■ **Task to complete**
Reproduce every row below verbatim, with no changes to the text, and omit the pictures from your output.

"""

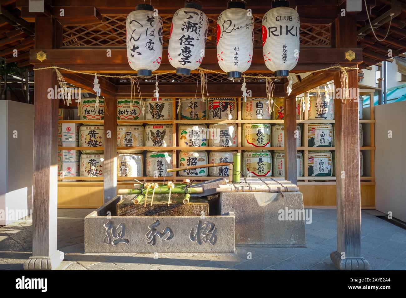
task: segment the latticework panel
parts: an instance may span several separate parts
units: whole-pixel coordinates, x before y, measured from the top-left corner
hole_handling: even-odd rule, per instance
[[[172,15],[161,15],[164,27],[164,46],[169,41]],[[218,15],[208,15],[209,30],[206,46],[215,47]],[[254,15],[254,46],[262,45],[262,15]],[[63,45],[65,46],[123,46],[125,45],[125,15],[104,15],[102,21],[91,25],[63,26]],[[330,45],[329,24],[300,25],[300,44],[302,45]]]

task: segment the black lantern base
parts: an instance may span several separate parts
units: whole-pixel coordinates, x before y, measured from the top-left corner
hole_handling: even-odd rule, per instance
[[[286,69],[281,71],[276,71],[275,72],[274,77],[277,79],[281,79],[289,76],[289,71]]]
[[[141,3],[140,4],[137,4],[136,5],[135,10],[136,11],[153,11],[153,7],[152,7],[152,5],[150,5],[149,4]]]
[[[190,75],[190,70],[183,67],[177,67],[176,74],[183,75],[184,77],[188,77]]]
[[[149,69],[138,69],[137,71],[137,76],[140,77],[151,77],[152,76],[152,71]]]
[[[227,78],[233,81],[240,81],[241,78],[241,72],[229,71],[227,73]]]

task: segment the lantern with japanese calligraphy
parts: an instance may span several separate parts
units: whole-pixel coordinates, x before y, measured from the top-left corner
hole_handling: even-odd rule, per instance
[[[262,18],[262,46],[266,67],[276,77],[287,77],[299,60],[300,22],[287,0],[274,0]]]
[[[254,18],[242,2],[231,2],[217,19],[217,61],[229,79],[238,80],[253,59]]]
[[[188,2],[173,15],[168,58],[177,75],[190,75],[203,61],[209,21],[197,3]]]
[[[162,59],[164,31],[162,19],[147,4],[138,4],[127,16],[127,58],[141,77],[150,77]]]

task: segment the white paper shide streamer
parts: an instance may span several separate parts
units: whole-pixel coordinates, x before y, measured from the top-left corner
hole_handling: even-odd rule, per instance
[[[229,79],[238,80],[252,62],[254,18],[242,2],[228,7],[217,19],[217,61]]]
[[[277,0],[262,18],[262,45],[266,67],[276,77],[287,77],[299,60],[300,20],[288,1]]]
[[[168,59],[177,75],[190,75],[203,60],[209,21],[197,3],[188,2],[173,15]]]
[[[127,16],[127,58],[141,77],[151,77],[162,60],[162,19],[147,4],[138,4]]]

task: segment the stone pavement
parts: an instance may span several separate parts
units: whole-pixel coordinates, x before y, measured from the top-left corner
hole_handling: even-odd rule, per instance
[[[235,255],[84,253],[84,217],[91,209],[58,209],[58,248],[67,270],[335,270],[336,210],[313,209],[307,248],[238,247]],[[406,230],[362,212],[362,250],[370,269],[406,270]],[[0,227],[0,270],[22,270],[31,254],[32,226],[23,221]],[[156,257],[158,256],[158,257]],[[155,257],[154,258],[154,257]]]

"""

■ **Completed task**
task: segment the latticework panel
parts: an instance may span several separate parts
units: whole-pixel coordinates, x before y, measured from the top-left corner
hole_handling: even-odd rule, per instance
[[[172,15],[161,15],[164,27],[164,46],[169,41]],[[218,15],[208,15],[209,30],[206,46],[215,47]],[[254,15],[254,46],[262,45],[262,15]],[[63,45],[65,46],[123,46],[125,45],[125,15],[104,15],[102,21],[91,25],[63,26]],[[330,45],[329,24],[300,25],[300,44],[302,45]]]

task: segment the black lantern base
parts: an instance may span several separate parts
units: whole-pixel coordinates, x before y, measured from the top-left corner
hole_handling: even-odd rule, per instance
[[[286,69],[281,71],[276,71],[275,72],[274,77],[277,79],[281,79],[289,76],[289,71]]]
[[[141,3],[140,4],[137,4],[136,5],[135,10],[136,11],[153,11],[153,7],[152,7],[152,5],[150,5],[149,4]]]
[[[190,75],[190,70],[183,67],[177,67],[176,74],[183,75],[184,77],[188,77]]]
[[[149,69],[138,69],[137,71],[137,76],[140,77],[151,77],[152,76],[152,71]]]
[[[227,78],[233,81],[240,81],[241,78],[241,72],[229,71],[227,73]]]

task: segment the lantern with japanese calligraphy
parts: an instance may span several separate parts
units: whole-pixel coordinates, x before y, measured from the top-left corner
hole_handling: even-odd rule, per instance
[[[262,18],[262,46],[266,67],[276,77],[287,77],[299,60],[300,22],[287,0],[274,0]]]
[[[254,18],[242,2],[231,2],[217,19],[217,61],[229,79],[238,80],[253,59]]]
[[[188,2],[173,15],[168,58],[177,75],[190,75],[203,61],[209,21],[197,3]]]
[[[162,59],[164,31],[162,19],[147,4],[138,4],[127,16],[127,58],[141,77],[150,77]]]

task: segment the white paper shide streamer
parts: an instance may span several separate parts
units: whole-pixel coordinates, x before y, measured from the top-left corner
hole_handling: even-odd rule, per instance
[[[229,79],[238,80],[252,62],[254,18],[242,2],[228,7],[217,19],[217,61]]]
[[[277,0],[262,18],[262,45],[266,67],[276,77],[287,77],[299,60],[300,20],[288,1]]]
[[[168,59],[177,75],[190,75],[203,60],[209,21],[197,3],[188,2],[173,15]]]
[[[127,16],[127,58],[141,77],[151,77],[162,60],[162,19],[147,4],[138,4]]]

task: segment the stone pavement
parts: an instance may span several separate parts
units: whole-pixel coordinates, x before y, measured from the top-left corner
hole_handling: even-odd rule, per instance
[[[235,255],[84,253],[84,217],[91,209],[58,209],[58,248],[67,270],[335,270],[336,210],[313,209],[307,248],[238,247]],[[406,230],[362,212],[362,250],[370,269],[406,270]],[[0,227],[0,270],[22,270],[31,254],[32,226],[23,221]],[[156,257],[158,256],[158,257]],[[155,257],[154,258],[154,257]]]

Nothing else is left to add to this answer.